• **Qué se pide**
Transcribe sin ningún cambio el fragmento del extracto sobre Maurizio Cattelan que va desde "Hay quien podría" hasta "mundo del arte.", incluidos ambos.

• **Extracto**

Hay quien podría decir que las obras de Maurizio Cattelan no
son más que bromas, pero más bien se trata de caricaturas políticas. Todas sus
piezas son imágenes representativas y provocadoras con un giro humorístico y
oscuro: el papa alcanzado por un meteorito, un Hitler arrodillado e implorante,
un caballo con la cabeza empotrada en un muro. Pero el impacto de sus
travesuras no se disipa tras percibir el chiste: cuando ves a JFK tendido
descalzo en su ataúd, o a una ardilla suicida desplomada sobre una mesa de
cocina en miniatura, la impresión permanece mucho después del impulso inicial
de romper a reír. Cattelan provoca la reacción pública principalmente mediante
la ridiculización de la autoridad: los políticos, la iglesia, la fuerza
policial, el mundo del arte.

• **Filas de datos**
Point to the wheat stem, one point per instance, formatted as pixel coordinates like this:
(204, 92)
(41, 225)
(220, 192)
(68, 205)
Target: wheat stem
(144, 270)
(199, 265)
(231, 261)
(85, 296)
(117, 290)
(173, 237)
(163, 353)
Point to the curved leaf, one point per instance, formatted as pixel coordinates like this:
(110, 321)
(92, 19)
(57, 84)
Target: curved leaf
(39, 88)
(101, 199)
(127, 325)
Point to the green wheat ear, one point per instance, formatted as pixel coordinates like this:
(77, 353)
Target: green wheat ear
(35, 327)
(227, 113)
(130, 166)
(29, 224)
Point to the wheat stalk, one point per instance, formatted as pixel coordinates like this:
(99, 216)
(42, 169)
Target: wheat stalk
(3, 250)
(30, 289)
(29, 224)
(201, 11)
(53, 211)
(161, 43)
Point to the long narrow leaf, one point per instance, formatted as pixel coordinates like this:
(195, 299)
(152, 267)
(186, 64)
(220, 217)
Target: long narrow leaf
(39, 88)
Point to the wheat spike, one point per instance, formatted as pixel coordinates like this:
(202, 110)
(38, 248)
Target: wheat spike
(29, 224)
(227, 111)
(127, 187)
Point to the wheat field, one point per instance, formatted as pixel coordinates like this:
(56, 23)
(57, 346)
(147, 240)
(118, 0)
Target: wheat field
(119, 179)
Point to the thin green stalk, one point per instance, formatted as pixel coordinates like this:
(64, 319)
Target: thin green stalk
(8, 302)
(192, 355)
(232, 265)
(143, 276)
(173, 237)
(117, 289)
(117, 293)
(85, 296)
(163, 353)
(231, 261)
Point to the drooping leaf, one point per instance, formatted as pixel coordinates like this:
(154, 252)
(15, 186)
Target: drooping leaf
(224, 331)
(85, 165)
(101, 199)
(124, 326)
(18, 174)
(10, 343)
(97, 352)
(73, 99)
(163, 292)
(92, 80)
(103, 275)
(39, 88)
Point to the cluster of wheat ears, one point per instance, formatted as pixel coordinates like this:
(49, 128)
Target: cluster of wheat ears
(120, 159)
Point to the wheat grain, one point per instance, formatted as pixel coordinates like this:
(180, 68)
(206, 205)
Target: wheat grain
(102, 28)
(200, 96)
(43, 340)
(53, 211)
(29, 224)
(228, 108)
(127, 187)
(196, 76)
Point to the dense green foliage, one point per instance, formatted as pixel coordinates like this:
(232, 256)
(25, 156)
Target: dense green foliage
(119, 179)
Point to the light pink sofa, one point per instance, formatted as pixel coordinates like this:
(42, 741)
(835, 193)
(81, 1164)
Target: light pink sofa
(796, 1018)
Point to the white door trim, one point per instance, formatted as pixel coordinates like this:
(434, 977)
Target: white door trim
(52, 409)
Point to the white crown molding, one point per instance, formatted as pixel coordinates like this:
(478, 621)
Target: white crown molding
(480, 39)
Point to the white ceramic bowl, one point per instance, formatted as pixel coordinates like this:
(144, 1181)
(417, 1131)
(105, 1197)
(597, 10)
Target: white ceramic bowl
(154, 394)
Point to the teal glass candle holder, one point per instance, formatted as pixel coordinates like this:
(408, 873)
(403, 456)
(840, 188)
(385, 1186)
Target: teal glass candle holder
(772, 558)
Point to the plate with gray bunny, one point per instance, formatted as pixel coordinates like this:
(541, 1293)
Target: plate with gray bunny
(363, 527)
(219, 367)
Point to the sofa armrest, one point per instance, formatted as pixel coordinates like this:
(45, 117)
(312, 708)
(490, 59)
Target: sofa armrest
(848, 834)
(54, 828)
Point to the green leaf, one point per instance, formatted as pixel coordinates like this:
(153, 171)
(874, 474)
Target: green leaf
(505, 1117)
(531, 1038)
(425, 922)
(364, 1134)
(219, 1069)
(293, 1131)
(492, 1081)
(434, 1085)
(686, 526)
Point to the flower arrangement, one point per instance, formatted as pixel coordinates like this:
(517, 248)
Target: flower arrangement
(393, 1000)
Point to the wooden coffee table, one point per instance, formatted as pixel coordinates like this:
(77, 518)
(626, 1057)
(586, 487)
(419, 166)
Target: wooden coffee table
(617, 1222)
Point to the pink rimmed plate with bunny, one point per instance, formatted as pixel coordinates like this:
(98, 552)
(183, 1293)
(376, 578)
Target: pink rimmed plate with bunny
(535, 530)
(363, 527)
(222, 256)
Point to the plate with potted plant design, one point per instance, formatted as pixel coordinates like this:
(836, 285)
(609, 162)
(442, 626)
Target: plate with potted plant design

• **Solución**
Hay quien podría decir que las obras de Maurizio Cattelan no
son más que bromas, pero más bien se trata de caricaturas políticas. Todas sus
piezas son imágenes representativas y provocadoras con un giro humorístico y
oscuro: el papa alcanzado por un meteorito, un Hitler arrodillado e implorante,
un caballo con la cabeza empotrada en un muro. Pero el impacto de sus
travesuras no se disipa tras percibir el chiste: cuando ves a JFK tendido
descalzo en su ataúd, o a una ardilla suicida desplomada sobre una mesa de
cocina en miniatura, la impresión permanece mucho después del impulso inicial
de romper a reír. Cattelan provoca la reacción pública principalmente mediante
la ridiculización de la autoridad: los políticos, la iglesia, la fuerza
policial, el mundo del arte.